**What to work on**
Retype, without alteration, each line from the line containing "Guideline — for every instance of the white sneaker, put" to the final line of the records.

--- start Provided entries ---

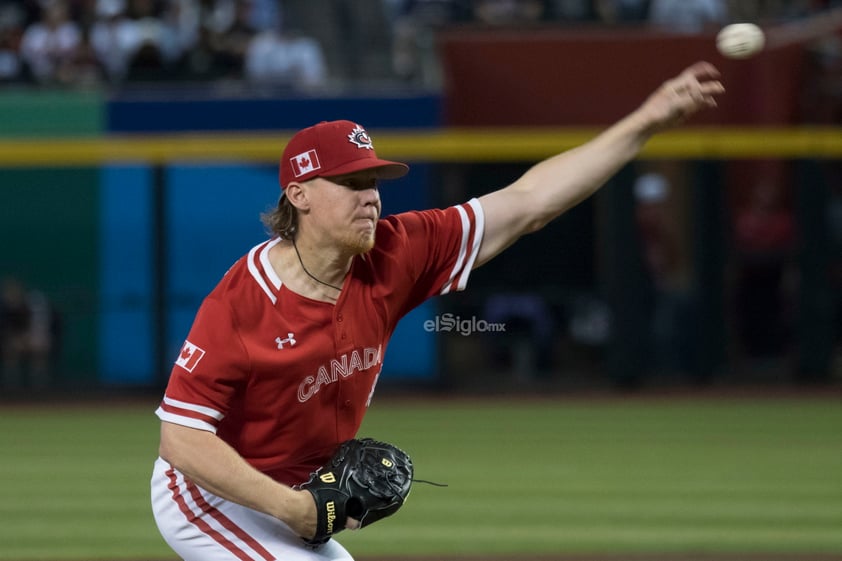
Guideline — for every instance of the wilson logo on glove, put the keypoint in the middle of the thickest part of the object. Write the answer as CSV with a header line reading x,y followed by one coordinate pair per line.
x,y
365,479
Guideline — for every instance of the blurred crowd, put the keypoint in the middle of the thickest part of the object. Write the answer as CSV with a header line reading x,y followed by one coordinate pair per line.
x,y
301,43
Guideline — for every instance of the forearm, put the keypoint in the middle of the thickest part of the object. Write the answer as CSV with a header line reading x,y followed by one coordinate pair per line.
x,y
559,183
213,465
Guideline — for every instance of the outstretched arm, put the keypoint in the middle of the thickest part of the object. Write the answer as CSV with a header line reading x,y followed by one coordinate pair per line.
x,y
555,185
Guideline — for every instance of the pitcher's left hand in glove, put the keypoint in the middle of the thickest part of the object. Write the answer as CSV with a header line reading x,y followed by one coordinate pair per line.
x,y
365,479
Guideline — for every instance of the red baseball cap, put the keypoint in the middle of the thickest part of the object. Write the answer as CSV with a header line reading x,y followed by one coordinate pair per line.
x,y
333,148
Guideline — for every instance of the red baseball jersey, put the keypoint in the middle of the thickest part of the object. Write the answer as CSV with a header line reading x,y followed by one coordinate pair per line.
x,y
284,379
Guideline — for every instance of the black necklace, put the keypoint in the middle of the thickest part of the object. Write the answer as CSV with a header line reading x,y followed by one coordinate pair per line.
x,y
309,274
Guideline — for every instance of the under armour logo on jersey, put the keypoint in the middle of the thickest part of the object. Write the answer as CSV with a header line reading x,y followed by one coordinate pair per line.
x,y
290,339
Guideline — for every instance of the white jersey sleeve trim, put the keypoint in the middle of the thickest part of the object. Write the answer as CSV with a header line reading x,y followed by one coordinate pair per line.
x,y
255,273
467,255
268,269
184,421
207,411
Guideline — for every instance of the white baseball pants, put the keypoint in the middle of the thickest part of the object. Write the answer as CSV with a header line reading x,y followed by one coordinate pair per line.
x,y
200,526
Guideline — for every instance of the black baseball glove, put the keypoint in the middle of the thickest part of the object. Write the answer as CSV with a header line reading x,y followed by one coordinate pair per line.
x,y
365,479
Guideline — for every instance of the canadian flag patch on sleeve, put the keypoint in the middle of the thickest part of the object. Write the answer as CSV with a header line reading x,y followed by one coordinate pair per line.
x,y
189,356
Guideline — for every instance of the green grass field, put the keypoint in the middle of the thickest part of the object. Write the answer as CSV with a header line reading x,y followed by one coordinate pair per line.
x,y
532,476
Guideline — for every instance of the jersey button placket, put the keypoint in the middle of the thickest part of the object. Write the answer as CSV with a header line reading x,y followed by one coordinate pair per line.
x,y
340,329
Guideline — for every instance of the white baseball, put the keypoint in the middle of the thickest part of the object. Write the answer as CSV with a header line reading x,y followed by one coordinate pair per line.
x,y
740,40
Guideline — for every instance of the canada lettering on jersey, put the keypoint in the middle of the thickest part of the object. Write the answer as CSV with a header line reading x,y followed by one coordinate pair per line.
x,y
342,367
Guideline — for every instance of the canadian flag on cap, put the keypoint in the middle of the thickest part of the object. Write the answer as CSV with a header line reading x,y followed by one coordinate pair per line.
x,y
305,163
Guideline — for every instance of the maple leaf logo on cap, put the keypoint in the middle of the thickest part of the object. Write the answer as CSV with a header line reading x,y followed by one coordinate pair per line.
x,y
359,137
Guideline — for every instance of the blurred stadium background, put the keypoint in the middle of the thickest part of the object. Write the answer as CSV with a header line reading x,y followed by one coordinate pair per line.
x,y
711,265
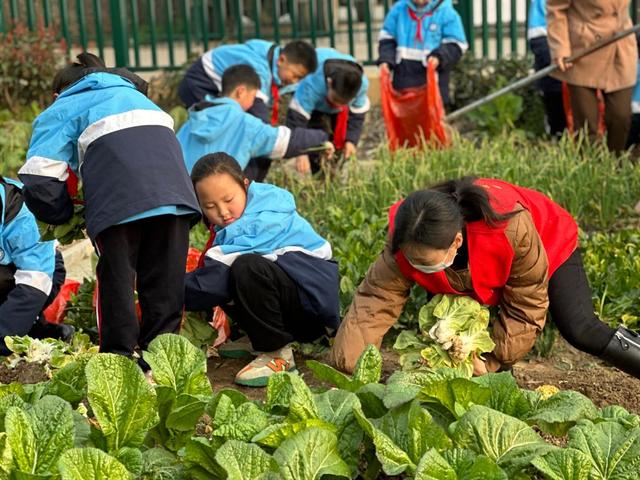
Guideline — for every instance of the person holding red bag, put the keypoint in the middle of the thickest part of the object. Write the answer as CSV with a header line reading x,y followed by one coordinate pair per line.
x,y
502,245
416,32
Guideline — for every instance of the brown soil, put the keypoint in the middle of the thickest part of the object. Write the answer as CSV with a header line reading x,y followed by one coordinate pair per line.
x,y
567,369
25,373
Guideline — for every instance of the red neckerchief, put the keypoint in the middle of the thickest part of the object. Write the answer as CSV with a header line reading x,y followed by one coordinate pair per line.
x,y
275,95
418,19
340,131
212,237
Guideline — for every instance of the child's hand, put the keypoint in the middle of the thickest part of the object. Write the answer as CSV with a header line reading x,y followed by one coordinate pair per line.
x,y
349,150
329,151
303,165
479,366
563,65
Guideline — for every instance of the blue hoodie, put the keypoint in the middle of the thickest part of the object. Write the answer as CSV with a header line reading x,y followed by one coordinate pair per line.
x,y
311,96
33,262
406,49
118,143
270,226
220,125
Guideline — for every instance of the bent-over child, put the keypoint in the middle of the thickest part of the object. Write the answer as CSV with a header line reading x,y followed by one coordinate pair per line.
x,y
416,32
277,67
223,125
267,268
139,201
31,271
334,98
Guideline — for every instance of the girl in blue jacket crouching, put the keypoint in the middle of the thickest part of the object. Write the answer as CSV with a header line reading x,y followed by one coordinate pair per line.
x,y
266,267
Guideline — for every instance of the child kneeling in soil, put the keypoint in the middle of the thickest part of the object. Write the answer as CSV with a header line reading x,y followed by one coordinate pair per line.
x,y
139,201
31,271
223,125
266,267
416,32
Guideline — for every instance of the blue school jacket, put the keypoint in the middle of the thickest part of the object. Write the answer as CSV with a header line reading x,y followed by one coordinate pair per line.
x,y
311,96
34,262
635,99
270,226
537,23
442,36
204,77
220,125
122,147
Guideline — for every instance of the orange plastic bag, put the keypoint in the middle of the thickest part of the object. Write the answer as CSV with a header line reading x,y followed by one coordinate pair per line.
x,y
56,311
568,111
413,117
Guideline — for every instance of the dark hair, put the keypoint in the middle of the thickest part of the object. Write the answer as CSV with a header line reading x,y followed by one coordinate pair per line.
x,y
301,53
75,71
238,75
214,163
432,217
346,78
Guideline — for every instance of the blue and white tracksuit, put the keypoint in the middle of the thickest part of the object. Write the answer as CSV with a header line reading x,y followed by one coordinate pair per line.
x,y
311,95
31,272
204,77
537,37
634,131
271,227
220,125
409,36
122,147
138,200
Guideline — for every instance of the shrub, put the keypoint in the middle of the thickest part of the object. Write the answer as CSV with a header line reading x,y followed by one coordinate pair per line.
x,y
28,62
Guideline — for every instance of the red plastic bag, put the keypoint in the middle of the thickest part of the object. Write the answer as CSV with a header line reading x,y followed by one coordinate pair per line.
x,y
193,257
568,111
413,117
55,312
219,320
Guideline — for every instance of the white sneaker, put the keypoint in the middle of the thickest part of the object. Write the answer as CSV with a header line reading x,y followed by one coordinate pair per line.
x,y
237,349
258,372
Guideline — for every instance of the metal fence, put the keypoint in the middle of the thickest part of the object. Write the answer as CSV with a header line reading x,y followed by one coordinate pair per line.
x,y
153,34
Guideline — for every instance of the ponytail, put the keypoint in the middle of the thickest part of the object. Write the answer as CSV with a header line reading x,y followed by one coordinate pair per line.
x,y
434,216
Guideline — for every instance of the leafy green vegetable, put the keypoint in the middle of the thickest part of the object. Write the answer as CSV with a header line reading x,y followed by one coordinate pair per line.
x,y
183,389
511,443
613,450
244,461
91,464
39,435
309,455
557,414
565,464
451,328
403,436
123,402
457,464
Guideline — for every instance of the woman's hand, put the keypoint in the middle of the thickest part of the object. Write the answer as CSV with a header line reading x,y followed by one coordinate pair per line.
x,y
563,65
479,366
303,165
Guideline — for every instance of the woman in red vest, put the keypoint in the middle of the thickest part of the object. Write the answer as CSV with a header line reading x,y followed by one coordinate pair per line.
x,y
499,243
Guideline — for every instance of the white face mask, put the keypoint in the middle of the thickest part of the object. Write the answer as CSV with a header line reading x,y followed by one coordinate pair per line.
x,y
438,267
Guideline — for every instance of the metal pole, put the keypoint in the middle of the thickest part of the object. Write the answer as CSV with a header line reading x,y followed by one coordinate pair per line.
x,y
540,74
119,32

--- end Provided entries ---

**The result**
Guideline — for every instance of the white sneaker, put the keypoint in the middle of the thickest part of the object. Write the answer as CSV with a header line reading x,y followed by one coordinate pair per line.
x,y
237,349
258,372
Guideline — for every instance of the metal fence, put the keypoint in the middle of the thickest part of the object. Write the answer as CSV with a header line reading x,y followed by one coordinate pair per line.
x,y
153,34
Guideline — for every instance of the ponytail, put the keypoint in the middle of the thickest part of the object. Write the answer as CSV with a header line reading x,y followed by one coordinate pair per line.
x,y
434,216
Guideline — for every instance of the leafy green vegetable, put the keypoint in the middle of the thickest part of the object. Write the answer as CSV with a header line reading x,y followed by one coordinate pair per line.
x,y
183,389
511,443
613,450
244,461
91,464
39,435
309,455
557,414
565,464
451,328
403,436
123,402
457,464
Guideline — for every instance of the woman's hand, put the keypoint in the middle of the thickest part of the object. Write the answer as CSV with a header line reading x,y followed by one coordinate pair per line.
x,y
563,65
479,366
303,165
Guideline — for every instance of the woman in red vest, put the keypoint in the middle of the thickest part of the object. Write the answer as CSV with a header line reading x,y followed by one coordinate pair per line.
x,y
499,243
Guideline — for every instance of the white face mask, put the keypoint in the middle of the thickest part of the object. Write the answer as CSV with a header line reading x,y followed by one coordinate pair per line.
x,y
438,267
Guideline — for every instance of the metal pole, put the keypoint in the middle of the thickest part of the object. Write the answer as CSV with a header line reading x,y followed by one coordinate pair per line.
x,y
540,74
119,32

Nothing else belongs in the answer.